EXERCISE TEXT –
§

The Downey, CA McDonald’s is the oldest one still operating.
I’ve been thinking a lot about drive-thru restaurants lately. They are everywhere. Lots and lots of them. Right now that’s probably a good thing. But in the past, I’ve been known to remark that there are just too many of them. It makes eating poorly too easy.

I’m old enough to remember carhops on roller skates. I’m also old enough to remember the third ever McDonald’s restaurant built in Downey, CA, in 1953.
They still have the original sign that I remember.
We lived in a little city called Pico Rivera that was formed by the amalgamation of two even smaller towns, one named Pico (named for Pio Pico, the last Mexican Governor of California) and the other Rivera (named by the Santa Fe railroad because it lay between the San Gabriel and Rio Hondo rivers). They incorporated in 1958 when I was six years old. I can’t recall if formerly we lived in Pico or Rivera and I don’t suppose it matters at this point. Just for the sake of saying it, it was the 61st city to incorporate in Los Angeles County.

Pico Rivera was not far from Downey and we visited that McDonalds regularly. Most often it would be on a Sunday afternoon. Our church was in Downey at the time and we’d go there in our Sunday-go-to-meeting clothes after church services for a late lunch/early dinner sort of thing.

9515 Charlesworth Road from a sale in 2018. We moved out in 1963.
The breezeway between the house and garage was covered when we lived there. It was also completely enclosed and my sister and I would sleep out there in the summer in order to escape the heat inside the house.
It was a real treat. A special sort of thing. Not this eat-on-the-run business that most fast food has become. We’d take our time. We’d see people we knew. It was very different from how it’s handled today.
Then enter the novel corona virus. Social distancing began to happen long before the mandates of our legislators. Populations grow. The need for space, both emotional and physical, becomes essential. The impression of space is created by essentially ignoring the teeming masses around us. We impersonalize others to make it easier to ignore them. None of this is really good for a society.

§

GIVEN DATA –
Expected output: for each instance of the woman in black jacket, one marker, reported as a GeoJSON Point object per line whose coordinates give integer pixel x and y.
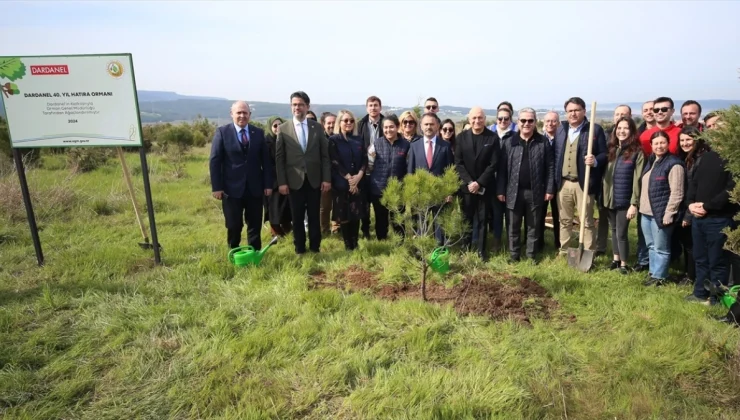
{"type": "Point", "coordinates": [690, 150]}
{"type": "Point", "coordinates": [348, 165]}
{"type": "Point", "coordinates": [390, 153]}
{"type": "Point", "coordinates": [277, 206]}
{"type": "Point", "coordinates": [710, 185]}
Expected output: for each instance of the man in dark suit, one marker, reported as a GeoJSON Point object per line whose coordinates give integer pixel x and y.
{"type": "Point", "coordinates": [303, 170]}
{"type": "Point", "coordinates": [431, 153]}
{"type": "Point", "coordinates": [571, 158]}
{"type": "Point", "coordinates": [369, 129]}
{"type": "Point", "coordinates": [241, 175]}
{"type": "Point", "coordinates": [476, 159]}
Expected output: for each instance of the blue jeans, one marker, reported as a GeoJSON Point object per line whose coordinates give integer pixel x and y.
{"type": "Point", "coordinates": [642, 251]}
{"type": "Point", "coordinates": [658, 242]}
{"type": "Point", "coordinates": [709, 256]}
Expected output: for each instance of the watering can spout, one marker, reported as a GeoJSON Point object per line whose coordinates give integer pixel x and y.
{"type": "Point", "coordinates": [262, 251]}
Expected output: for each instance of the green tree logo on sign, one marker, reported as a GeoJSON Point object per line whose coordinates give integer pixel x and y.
{"type": "Point", "coordinates": [11, 68]}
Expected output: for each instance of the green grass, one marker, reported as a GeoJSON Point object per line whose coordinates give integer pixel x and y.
{"type": "Point", "coordinates": [99, 332]}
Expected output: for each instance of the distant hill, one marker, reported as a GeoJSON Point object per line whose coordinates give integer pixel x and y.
{"type": "Point", "coordinates": [162, 106]}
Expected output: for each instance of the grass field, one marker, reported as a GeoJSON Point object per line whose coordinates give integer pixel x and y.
{"type": "Point", "coordinates": [99, 332]}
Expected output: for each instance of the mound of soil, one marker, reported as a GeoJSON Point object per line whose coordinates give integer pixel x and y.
{"type": "Point", "coordinates": [497, 297]}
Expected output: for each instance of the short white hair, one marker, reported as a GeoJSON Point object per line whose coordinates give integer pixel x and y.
{"type": "Point", "coordinates": [527, 111]}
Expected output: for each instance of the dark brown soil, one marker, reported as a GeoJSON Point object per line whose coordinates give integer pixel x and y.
{"type": "Point", "coordinates": [496, 297]}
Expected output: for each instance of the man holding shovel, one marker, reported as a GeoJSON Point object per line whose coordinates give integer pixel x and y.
{"type": "Point", "coordinates": [571, 159]}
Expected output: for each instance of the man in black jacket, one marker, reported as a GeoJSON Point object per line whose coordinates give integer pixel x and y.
{"type": "Point", "coordinates": [369, 128]}
{"type": "Point", "coordinates": [525, 182]}
{"type": "Point", "coordinates": [476, 161]}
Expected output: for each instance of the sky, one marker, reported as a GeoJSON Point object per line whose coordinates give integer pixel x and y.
{"type": "Point", "coordinates": [533, 53]}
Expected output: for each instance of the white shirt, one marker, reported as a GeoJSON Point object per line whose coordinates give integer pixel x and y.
{"type": "Point", "coordinates": [426, 145]}
{"type": "Point", "coordinates": [301, 125]}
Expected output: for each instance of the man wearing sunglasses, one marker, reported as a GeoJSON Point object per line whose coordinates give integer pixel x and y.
{"type": "Point", "coordinates": [663, 112]}
{"type": "Point", "coordinates": [431, 105]}
{"type": "Point", "coordinates": [571, 158]}
{"type": "Point", "coordinates": [525, 183]}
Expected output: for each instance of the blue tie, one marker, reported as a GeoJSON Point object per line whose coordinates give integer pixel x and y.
{"type": "Point", "coordinates": [303, 138]}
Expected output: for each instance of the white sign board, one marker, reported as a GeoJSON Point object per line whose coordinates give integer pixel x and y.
{"type": "Point", "coordinates": [70, 101]}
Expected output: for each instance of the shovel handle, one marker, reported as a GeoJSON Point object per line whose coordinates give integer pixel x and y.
{"type": "Point", "coordinates": [587, 178]}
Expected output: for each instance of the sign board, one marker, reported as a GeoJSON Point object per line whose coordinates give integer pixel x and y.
{"type": "Point", "coordinates": [71, 101]}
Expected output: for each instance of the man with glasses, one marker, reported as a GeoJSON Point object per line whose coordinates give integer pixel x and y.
{"type": "Point", "coordinates": [303, 170]}
{"type": "Point", "coordinates": [510, 127]}
{"type": "Point", "coordinates": [571, 158]}
{"type": "Point", "coordinates": [369, 129]}
{"type": "Point", "coordinates": [476, 161]}
{"type": "Point", "coordinates": [690, 113]}
{"type": "Point", "coordinates": [241, 175]}
{"type": "Point", "coordinates": [663, 111]}
{"type": "Point", "coordinates": [648, 118]}
{"type": "Point", "coordinates": [525, 183]}
{"type": "Point", "coordinates": [550, 128]}
{"type": "Point", "coordinates": [431, 105]}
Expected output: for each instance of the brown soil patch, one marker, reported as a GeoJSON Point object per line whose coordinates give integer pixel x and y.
{"type": "Point", "coordinates": [497, 297]}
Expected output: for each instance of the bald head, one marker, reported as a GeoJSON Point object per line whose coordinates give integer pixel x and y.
{"type": "Point", "coordinates": [240, 113]}
{"type": "Point", "coordinates": [477, 119]}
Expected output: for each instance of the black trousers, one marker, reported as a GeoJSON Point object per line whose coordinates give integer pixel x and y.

§

TASKS TO PERFORM –
**1.** In the Downey McDonald's text, what year did the family move out of the house at 9515 Charlesworth Road?
**2.** Using the Downey McDonald's text, explain why the writer and the writer's sister slept in the breezeway during the summer.
**3.** List every year mentioned in the Downey McDonald's text.

PER-TASK OUTPUTS –
**1.** They moved out in 1963.

**2.** They slept in the enclosed breezeway between the house and garage to escape the heat inside the house.

**3.** 1953, 1958, 2018, 1963